Labeled contour entries:
begin

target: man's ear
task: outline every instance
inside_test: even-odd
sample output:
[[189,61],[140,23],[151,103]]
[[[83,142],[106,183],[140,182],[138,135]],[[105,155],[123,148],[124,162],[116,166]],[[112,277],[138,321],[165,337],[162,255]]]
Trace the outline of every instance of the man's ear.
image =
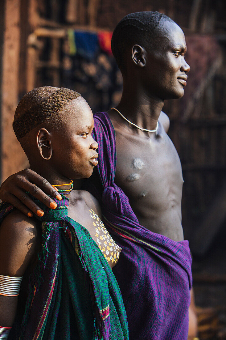
[[53,153],[51,135],[46,129],[40,129],[37,136],[37,145],[41,156],[44,159],[49,159]]
[[139,45],[134,45],[132,49],[132,59],[133,62],[140,67],[146,65],[146,51]]

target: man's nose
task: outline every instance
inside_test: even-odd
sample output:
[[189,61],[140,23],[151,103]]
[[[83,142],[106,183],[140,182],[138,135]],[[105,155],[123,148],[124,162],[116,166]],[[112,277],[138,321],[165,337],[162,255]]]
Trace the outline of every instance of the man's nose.
[[93,140],[93,142],[90,145],[90,149],[92,149],[93,150],[96,150],[98,147],[98,143],[94,139]]
[[182,71],[183,71],[184,72],[186,72],[186,73],[187,72],[189,72],[190,70],[191,69],[191,68],[190,66],[185,61],[185,60],[184,59],[184,63],[183,65],[182,65],[181,67],[181,70]]

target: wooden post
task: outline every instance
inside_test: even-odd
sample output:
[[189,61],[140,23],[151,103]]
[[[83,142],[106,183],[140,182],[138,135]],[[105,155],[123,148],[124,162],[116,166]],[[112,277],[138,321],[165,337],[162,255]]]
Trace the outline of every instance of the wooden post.
[[6,0],[1,103],[2,180],[25,167],[28,161],[14,135],[12,123],[18,103],[20,2]]

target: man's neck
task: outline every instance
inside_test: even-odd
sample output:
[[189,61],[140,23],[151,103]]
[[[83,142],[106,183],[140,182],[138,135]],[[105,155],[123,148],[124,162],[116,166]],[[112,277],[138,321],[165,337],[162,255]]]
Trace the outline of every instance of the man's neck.
[[164,105],[164,101],[148,95],[142,88],[124,85],[116,108],[132,123],[143,129],[154,130]]

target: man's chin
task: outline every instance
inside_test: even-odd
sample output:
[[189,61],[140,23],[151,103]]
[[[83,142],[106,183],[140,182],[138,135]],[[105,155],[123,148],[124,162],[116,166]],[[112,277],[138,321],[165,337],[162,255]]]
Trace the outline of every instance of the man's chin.
[[181,98],[184,95],[184,90],[183,88],[180,89],[180,91],[175,91],[171,94],[169,95],[169,98],[165,98],[166,99],[179,99]]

end

→ **REQUEST**
Copy all of the material above verbatim, leaving out the pictures.

→ **OUTPUT FOR THIS TASK**
target: man's ear
task: outline every instance
inside_test: even-odd
sample output:
[[189,61],[140,23],[151,103]]
[[[83,142],[106,183],[140,182],[138,135]],[[105,155],[123,148],[124,162],[116,166]],[[112,277],[138,321],[165,337],[162,255]]]
Trace the outline of every instance of the man's ear.
image =
[[53,153],[51,135],[46,129],[40,129],[37,136],[37,145],[41,156],[44,159],[49,159]]
[[139,45],[134,45],[132,49],[132,59],[133,62],[140,67],[146,65],[146,51]]

target: man's nose
task: outline every instance
inside_test: even-odd
sample output:
[[189,61],[140,23],[151,103]]
[[[83,142],[106,183],[140,182],[138,135]],[[105,155],[123,148],[124,162],[116,166]],[[112,277],[138,321],[165,337],[162,255]]]
Trace the outline of every instance of the man's nose.
[[93,140],[93,142],[90,145],[90,149],[92,149],[93,150],[96,150],[98,147],[98,143],[94,139]]
[[182,71],[183,71],[184,72],[186,72],[186,73],[187,72],[189,72],[190,70],[191,69],[191,68],[190,66],[185,61],[185,60],[184,59],[184,63],[183,65],[182,65],[181,67],[181,70]]

target: wooden post
task: outline every instance
inside_test: even-odd
sample output:
[[189,61],[140,23],[151,103]]
[[[83,142],[106,183],[140,182],[138,135]],[[105,155],[123,148],[124,162],[116,166]],[[112,277],[138,321],[165,337],[162,255]]]
Trace the outline of every instance of the wooden post.
[[6,0],[1,103],[2,180],[25,167],[28,161],[14,135],[12,123],[18,103],[20,2]]

target: man's neck
task: outline every instance
inside_test: even-odd
sample output:
[[189,61],[140,23],[151,103]]
[[[83,142],[106,183],[140,182],[138,135]],[[105,155],[123,148],[124,162],[116,166]],[[112,277],[138,321],[165,337],[162,255]]]
Trace the outline of every instance of the man's neck.
[[164,105],[164,101],[148,95],[142,88],[124,85],[116,108],[132,123],[143,129],[154,130]]

target: man's chin
task: outline every instance
inside_test: even-odd
sample output:
[[189,61],[140,23],[151,103]]
[[[83,142],[106,183],[140,182],[138,135]],[[105,155],[123,148],[124,162],[116,166]],[[112,277],[138,321],[165,337],[162,255]]]
Trace the outline of every instance of the man's chin.
[[181,98],[184,95],[184,90],[183,88],[180,89],[180,91],[175,91],[171,94],[169,95],[169,98],[165,98],[166,99],[179,99]]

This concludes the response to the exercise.